**Exercise objective:**
Can you quote the lines below exactly, starting at the line with "Expected behaviour: the pointer locates the kappa" and going through the last one?

**Listing:**
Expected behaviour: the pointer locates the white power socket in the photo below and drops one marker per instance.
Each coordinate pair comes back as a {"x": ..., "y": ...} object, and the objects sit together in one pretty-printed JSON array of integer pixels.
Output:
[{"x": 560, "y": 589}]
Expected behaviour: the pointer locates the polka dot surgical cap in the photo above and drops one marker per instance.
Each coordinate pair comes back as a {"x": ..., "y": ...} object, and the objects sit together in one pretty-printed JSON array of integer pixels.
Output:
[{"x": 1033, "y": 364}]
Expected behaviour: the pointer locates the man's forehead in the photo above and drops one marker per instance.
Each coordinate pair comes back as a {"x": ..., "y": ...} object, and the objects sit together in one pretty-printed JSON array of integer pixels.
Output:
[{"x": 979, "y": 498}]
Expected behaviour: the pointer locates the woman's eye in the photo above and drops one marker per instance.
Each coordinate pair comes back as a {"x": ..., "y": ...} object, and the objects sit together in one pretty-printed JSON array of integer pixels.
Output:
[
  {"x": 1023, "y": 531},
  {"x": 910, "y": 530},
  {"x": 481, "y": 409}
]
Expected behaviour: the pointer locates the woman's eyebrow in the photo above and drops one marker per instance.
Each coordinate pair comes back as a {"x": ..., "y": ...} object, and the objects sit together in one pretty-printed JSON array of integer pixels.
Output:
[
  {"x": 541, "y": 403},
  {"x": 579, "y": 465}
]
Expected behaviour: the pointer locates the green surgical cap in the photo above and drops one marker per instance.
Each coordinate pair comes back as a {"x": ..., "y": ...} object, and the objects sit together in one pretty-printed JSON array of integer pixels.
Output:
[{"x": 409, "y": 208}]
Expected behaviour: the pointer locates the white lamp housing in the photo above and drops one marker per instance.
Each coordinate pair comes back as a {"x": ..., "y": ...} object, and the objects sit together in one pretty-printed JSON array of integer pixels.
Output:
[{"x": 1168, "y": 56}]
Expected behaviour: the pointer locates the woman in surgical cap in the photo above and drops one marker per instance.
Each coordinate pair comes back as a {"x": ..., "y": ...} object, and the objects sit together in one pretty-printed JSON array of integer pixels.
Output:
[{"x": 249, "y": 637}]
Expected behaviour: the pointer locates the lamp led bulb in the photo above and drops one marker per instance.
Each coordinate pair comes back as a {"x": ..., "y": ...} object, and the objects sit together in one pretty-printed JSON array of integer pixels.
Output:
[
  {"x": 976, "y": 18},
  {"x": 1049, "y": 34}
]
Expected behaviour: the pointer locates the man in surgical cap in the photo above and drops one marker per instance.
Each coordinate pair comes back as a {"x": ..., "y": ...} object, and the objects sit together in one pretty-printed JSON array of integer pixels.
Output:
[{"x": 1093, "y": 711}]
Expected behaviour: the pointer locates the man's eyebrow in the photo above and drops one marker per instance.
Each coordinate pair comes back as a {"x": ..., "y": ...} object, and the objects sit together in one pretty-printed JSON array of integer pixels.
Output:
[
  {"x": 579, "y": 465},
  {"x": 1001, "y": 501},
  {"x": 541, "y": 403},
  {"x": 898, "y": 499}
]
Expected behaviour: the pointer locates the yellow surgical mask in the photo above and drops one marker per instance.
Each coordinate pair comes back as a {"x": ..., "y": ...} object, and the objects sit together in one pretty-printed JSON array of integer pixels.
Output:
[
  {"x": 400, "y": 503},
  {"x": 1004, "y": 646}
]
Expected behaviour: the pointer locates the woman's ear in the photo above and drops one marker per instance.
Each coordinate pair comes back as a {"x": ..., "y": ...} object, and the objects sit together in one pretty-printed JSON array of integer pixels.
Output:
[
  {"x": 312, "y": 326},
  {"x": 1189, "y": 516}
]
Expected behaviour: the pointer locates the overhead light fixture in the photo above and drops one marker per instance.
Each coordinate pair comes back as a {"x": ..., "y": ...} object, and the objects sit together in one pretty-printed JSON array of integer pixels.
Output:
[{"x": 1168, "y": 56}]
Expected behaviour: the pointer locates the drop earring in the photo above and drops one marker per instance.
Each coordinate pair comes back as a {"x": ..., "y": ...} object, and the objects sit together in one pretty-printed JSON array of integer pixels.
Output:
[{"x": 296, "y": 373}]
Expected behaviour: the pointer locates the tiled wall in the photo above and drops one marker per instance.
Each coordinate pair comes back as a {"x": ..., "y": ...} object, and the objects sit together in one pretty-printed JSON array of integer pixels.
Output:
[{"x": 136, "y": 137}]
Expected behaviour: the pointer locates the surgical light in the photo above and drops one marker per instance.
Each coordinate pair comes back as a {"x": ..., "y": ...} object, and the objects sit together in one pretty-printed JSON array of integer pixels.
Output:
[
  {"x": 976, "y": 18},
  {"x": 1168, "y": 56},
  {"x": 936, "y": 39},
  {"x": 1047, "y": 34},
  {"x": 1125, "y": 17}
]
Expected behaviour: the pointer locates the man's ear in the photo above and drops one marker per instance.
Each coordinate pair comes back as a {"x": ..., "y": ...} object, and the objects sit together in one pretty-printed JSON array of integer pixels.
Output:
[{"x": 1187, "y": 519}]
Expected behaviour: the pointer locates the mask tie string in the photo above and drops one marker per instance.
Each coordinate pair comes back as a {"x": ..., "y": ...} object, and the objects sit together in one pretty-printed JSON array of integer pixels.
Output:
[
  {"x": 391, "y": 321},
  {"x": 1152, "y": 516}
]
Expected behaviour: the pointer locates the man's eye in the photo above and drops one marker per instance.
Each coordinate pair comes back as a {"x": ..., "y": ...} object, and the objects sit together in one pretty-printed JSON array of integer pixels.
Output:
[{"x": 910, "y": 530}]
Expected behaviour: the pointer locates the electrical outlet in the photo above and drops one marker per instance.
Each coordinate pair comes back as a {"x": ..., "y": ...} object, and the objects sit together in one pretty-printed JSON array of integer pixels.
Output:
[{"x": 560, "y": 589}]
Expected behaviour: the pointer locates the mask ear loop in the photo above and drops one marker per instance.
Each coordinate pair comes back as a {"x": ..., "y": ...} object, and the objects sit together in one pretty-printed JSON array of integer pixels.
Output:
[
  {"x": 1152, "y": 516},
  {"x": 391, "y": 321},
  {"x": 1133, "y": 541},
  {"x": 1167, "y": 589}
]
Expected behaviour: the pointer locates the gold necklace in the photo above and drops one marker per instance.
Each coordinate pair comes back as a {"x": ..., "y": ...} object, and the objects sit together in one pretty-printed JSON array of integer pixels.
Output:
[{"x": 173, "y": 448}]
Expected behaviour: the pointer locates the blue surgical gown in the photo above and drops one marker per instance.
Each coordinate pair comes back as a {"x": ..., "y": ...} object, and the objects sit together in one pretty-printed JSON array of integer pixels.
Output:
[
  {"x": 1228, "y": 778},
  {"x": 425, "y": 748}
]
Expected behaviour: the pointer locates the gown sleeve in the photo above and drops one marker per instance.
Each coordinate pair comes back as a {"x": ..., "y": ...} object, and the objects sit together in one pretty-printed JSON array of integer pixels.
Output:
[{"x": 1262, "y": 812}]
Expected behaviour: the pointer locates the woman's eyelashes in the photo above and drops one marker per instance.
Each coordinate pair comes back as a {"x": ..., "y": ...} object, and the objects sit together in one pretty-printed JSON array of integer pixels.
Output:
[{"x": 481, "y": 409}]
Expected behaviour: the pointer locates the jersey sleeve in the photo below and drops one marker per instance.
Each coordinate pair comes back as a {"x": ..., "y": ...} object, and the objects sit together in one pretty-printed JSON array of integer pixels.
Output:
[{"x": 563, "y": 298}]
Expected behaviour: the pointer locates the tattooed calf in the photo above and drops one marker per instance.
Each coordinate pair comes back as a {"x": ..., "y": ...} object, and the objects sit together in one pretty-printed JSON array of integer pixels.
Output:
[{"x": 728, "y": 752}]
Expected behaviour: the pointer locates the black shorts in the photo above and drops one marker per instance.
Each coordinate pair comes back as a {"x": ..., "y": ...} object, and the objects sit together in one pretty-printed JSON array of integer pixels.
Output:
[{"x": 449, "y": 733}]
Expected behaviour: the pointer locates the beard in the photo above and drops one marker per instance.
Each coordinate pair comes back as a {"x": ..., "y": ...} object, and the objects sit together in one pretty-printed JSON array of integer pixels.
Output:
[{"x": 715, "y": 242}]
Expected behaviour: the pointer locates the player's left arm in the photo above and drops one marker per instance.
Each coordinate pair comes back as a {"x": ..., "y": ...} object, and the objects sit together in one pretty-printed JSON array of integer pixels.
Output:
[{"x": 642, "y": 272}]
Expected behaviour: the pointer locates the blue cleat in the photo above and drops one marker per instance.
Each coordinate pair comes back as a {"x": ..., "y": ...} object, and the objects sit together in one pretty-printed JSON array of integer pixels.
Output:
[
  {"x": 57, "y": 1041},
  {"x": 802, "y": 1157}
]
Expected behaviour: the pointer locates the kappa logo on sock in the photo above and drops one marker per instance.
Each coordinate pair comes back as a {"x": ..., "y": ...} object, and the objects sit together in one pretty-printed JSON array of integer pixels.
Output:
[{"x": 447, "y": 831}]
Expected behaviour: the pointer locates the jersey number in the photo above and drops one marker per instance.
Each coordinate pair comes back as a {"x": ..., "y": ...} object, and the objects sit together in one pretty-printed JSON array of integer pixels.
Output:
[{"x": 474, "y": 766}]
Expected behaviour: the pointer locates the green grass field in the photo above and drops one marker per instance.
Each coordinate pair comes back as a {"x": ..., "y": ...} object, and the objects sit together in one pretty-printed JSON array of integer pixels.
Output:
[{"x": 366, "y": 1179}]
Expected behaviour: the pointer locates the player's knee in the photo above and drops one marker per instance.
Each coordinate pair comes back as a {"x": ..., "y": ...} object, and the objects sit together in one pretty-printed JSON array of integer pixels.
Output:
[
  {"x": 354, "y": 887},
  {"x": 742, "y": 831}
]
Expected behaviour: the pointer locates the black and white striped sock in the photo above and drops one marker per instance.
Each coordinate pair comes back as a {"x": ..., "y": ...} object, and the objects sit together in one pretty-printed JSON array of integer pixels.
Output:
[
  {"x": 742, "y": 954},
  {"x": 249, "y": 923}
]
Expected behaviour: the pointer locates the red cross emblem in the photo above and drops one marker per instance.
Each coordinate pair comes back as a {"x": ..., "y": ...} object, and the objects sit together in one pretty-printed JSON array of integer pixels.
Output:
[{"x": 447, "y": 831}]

**Reply:**
Expected behaviour: the pointer locates the kappa logo on sock in the photo above and drops one marker per instance.
Each coordinate pair comes back as a {"x": ..., "y": ...} object, and the objects sit together in one pretty-printed JSON array of integer pixels.
Output:
[{"x": 447, "y": 831}]
Expected behaviour: the pointer locates the jersey number in the photo above and drops one marker per instance.
Each coordinate pair comes back as a {"x": ..., "y": ...} object, and the objects sit together in one pretty-printed JSON array of integer pixels.
Output:
[{"x": 474, "y": 766}]
Expected behaviour: the pointer locates the green grass field in the photo above and drops one marker per instance.
Each coordinate pair comes back as a {"x": ..., "y": ...} object, and the objects sit together in one pretty-printed JSON array of integer pixels.
Output:
[{"x": 366, "y": 1179}]
Expected behaviour: the pointer locates the player's knee in the photo above and drops one marker per instance.
Each coordinate pair comes back as a {"x": ..., "y": ...} object, and the objects sit together in one pretty-printed JSON array of integer pixels.
Output:
[
  {"x": 354, "y": 887},
  {"x": 742, "y": 831}
]
Expected behaviour: the pointer locates the black and white striped sock in the photo above and drops one marker per instance.
Each coordinate pair comes back as a {"x": ..., "y": ...} object, and the objects sit together in one pretty-printed JSON array of integer pixels.
Output:
[
  {"x": 742, "y": 954},
  {"x": 249, "y": 923}
]
Expected behaviour: the pointer locates the red cross emblem in the photo above and drops one marker per instance.
Each coordinate pair comes back as a {"x": ..., "y": ...} object, and the objects sit together in one pretty-printed JSON array of integer pixels.
Output:
[{"x": 447, "y": 831}]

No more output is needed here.